Page excerpt Start Marker
The University of Arizona formally opens its Phoenix medical school today amid the specter that funds to expand it may not be forthcoming.
Ceremonies featuring the governor and state, local and university officials will inaugurate the campus at the Phoenix Bioscience Center. It will join the Translational Genomics Research Institute and Arizona State University’s Department of Biomedical Informatics.
UA officials hope the new site eventually will house 600 medical students and 400 pharmacy students — more than are now being trained at the main campus in Tucson.
But all that could depend on state lawmakers allocating more than the $7 million a year they have agreed to provide.
Rep. Russell Pearce, RMesa, told Capitol Media Services that lawmakers made it very clear to members of the Board of Regents that they could count on only the $7 million annual appropriation — $6 million for UA and $1 million for ASU.
Pearce said that Jaime Molera, a lobbyist for the regents, promised that the agency that runs the three state universities would not be back for more.
“We told them the answer would be ‘no,’ ‘’ said Pearce, who leads one of the House Appropriations committees.
Yet the regents just last month agreed to let UA seek to double its funding for the Phoenix campus for the new school year beginning in July when plans are to enroll the first 24 students.
“When do you hold people accountable for keeping their word?’’ he asked.
Molera said Pearce is mistaken about any such promise. “We were very clear on what we were asking for,’’ he said.
Page excerpt End Marker
Supplied records Start Marker
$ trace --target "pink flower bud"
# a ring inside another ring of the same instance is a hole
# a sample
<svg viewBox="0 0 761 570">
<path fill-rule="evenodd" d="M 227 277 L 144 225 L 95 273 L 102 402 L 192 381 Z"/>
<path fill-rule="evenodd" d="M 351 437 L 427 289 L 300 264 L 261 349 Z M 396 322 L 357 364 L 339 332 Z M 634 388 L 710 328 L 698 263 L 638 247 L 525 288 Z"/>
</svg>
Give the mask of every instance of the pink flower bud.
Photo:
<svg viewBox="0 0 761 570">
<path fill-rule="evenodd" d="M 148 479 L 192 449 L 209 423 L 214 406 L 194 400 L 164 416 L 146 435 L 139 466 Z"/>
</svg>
Supplied records End Marker
Supplied records Start Marker
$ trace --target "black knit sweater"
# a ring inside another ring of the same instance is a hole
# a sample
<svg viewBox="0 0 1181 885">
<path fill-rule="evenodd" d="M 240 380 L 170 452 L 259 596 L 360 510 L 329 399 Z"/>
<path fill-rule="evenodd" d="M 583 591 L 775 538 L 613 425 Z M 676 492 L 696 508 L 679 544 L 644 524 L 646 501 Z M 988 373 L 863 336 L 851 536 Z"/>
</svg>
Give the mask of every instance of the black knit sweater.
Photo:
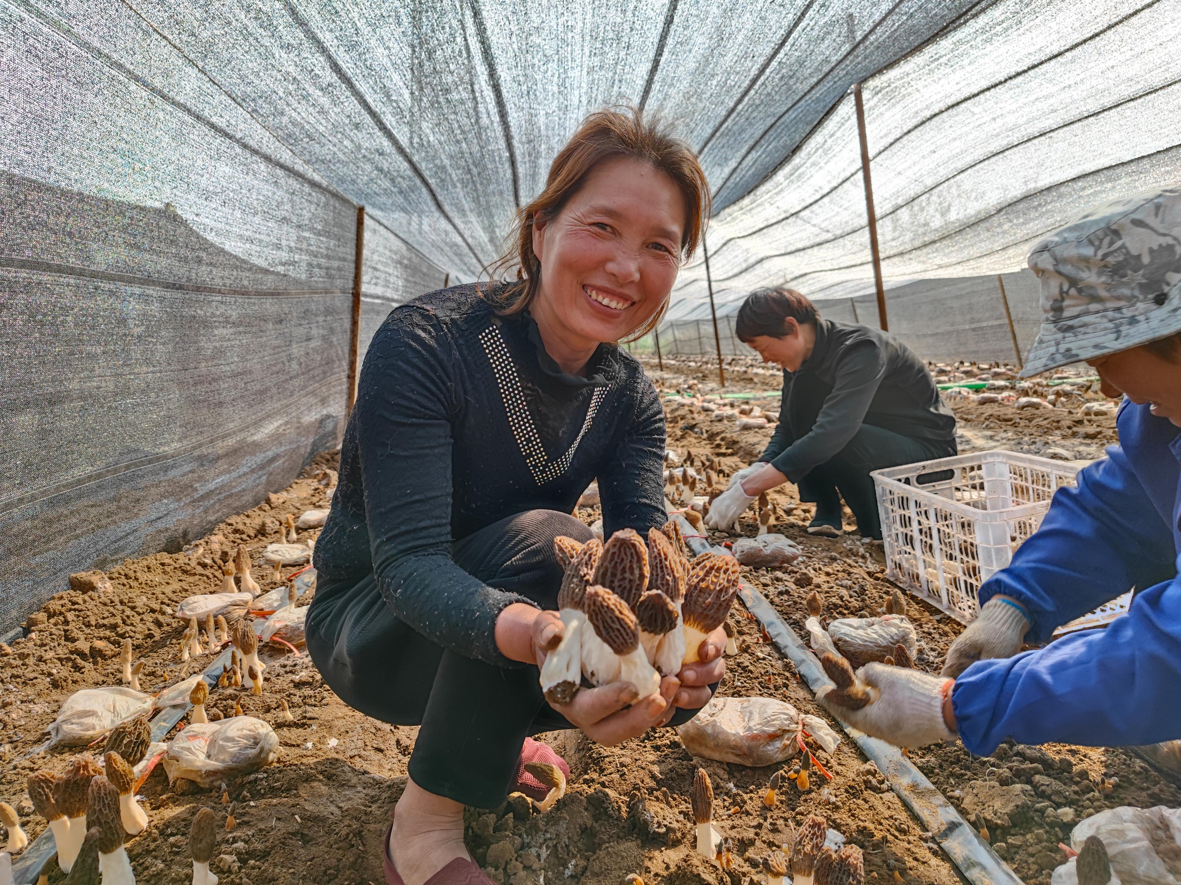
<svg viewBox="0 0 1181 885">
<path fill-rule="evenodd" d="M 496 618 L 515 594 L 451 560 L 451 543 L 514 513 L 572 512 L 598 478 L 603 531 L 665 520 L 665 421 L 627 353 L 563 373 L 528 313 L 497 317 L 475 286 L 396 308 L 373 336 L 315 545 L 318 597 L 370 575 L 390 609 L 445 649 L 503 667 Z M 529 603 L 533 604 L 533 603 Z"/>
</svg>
Supplied records End Marker
Task requirements
Carry on the article about funding for the University of Arizona's Phoenix medical school, picking up right after its last sentence.

Answer
He acknowledged that there is no absolute commitment for additional legislative cash. But Molera said lawmakers were given a schedule of what it would take to eventually bring in 150 new students a year.
One estimate put the need for funding at $45 million a year.
Dr. Keith Joiner, dean of the UA College of Medicine, remained optimistic that lawmakers will provide the necessary dollars to eventually allow 150 new students each year.
“Once this is a reality, which it really is right now, any implications that support won’t continue will just disappear,’’ he said.
While Pearce is objecting, other legislators are more open to the idea of additional funding.
Sen. Bob Burns, RGlendale, who leads the Senate Appropriations Committee, said he would support more dollars if it can be shown there is a need and the cash is being spent wisely.
The Phoenix campus, when fully operational, will graduate 150 physicians each year; by contrast, the Tucson campus graduates only 110 doctors a year.